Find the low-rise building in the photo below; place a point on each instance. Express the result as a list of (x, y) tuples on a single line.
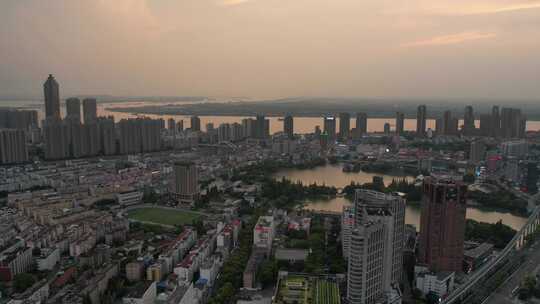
[(440, 284), (142, 293)]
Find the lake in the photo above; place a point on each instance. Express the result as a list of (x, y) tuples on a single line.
[(332, 175)]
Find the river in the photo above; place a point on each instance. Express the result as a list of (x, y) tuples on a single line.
[(302, 125), (332, 175)]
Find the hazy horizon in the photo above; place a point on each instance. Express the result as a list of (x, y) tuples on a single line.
[(268, 49)]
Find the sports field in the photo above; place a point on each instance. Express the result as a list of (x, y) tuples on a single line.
[(163, 216)]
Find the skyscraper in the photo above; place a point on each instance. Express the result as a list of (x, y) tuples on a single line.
[(288, 126), (442, 223), (468, 121), (13, 146), (449, 124), (386, 128), (329, 127), (89, 110), (195, 123), (344, 125), (51, 91), (421, 121), (477, 152), (486, 126), (56, 134), (18, 119), (495, 122), (107, 135), (400, 121), (373, 235), (361, 124), (73, 109), (512, 123), (186, 178), (171, 124), (396, 206), (180, 125)]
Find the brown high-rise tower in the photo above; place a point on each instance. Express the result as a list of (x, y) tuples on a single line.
[(442, 223)]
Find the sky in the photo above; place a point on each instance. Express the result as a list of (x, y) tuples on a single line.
[(273, 48)]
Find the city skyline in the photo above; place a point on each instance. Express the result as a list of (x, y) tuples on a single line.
[(357, 49)]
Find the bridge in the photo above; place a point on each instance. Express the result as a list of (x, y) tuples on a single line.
[(478, 286)]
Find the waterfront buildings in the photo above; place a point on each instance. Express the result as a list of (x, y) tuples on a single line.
[(400, 120), (329, 127), (89, 110), (477, 151), (361, 124), (468, 121), (442, 223), (344, 125), (195, 123), (513, 123), (421, 121), (73, 109), (288, 126), (13, 146)]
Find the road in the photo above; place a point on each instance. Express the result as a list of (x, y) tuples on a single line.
[(503, 294)]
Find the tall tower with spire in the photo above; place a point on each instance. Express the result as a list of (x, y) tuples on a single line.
[(52, 98)]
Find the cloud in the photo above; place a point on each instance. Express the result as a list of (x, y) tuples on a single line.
[(450, 39), (457, 8), (233, 2)]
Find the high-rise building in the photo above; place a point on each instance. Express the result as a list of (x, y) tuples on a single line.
[(513, 123), (373, 234), (91, 143), (171, 124), (329, 127), (449, 124), (89, 110), (107, 135), (13, 146), (495, 122), (76, 138), (396, 205), (442, 223), (73, 109), (468, 121), (224, 132), (347, 226), (486, 128), (344, 125), (288, 126), (180, 126), (237, 132), (386, 128), (421, 121), (186, 182), (18, 119), (262, 127), (361, 124), (51, 91), (478, 151), (57, 139), (400, 121), (195, 123)]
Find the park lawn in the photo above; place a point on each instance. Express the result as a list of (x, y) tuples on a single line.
[(164, 217)]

====

• _Stated problem_: Rewrite the entries above, substituting "mark every instance with a point" for "place a point on each instance" each time it appears and changing nothing else. Omit the pictures from your answer.

• _Problem solution_:
Find the low-rise building in the photo below; mark every instance with a point. Express the result as a list of (x, y) tuples on a single line.
[(440, 284), (142, 293)]
Find the lake in the photo above; mark every instance with a point. Express the result as a list of (x, y) tuples on a single line.
[(332, 175)]
Find the river in the photo above; mark every instance with a point. Express the result as a list of (x, y) tuples on a single line.
[(302, 125), (332, 175)]
Find the hazy horizon in the photo above; mark every instance with a point. Express the result as a list of (x, y) tuples on a single line.
[(268, 49)]
Find the sports field in the photo above; mark every instance with a point. Express the result as a list of (x, y) tuples on a single line.
[(163, 216)]
Find the skyscraper in the photo above; mark every instance with a point. Express the result as a list of (x, y) tuples on a single line.
[(288, 126), (442, 223), (468, 121), (13, 146), (449, 124), (386, 128), (329, 127), (89, 110), (195, 123), (344, 125), (51, 91), (421, 121), (477, 152), (486, 126), (56, 134), (18, 119), (495, 122), (107, 135), (400, 121), (373, 235), (361, 124), (73, 109), (512, 123), (186, 178), (171, 124), (396, 206), (180, 125)]
Find the brown high-rise tower in the photo above; mark every instance with a point. Express the result as a list of (x, y) tuples on a single line.
[(442, 223)]
Find the sky in the photo above; mark every instance with a point. Express the result as a list of (x, y) tuples on a single line.
[(273, 48)]
Find the city skyline in the photo above; mark every instance with a point. Express the result as a list of (x, y) tuples on a single line.
[(357, 49)]
Find the bridge in the photo above; mark every instance with a point. Express the result as a list of (x, y) tuples on a single line.
[(478, 286)]
Find the waterfront buildings in the photo above; mark every instance with a point. Express the result as a list of (x, y) tuples on a single line.
[(400, 120), (329, 127), (89, 110), (477, 151), (361, 124), (468, 121), (442, 223), (344, 125), (195, 123), (513, 123), (421, 121), (73, 109), (288, 126), (13, 146)]
Find the road in the photo above; mark every instance with a point. Express the result as a list of (x, y) tuples on a single line.
[(503, 294)]
Find the tall tower with spire in the photo above; mark every instance with a point. Express the result as a list of (x, y) tuples on a single line.
[(52, 98)]
Find the cloud in the photo above; mark every instance with a point. Express the result as a list of (x, y) tuples on a single line.
[(450, 39), (457, 8), (233, 2)]
Find the high-rise building in the photo above; mark every instance with a point. Express the result as a list of (x, y) tuples on a single line.
[(513, 123), (373, 234), (91, 143), (171, 124), (329, 127), (449, 124), (89, 110), (107, 135), (13, 146), (495, 122), (76, 138), (396, 205), (442, 223), (73, 109), (468, 121), (224, 132), (347, 226), (486, 128), (344, 125), (288, 126), (180, 126), (237, 132), (386, 128), (421, 121), (186, 182), (18, 119), (262, 127), (361, 124), (51, 91), (478, 151), (57, 139), (400, 121), (195, 123)]
Find the park lawn in the photo above; mark every instance with a point. Express the result as a list of (x, y) tuples on a single line.
[(164, 217)]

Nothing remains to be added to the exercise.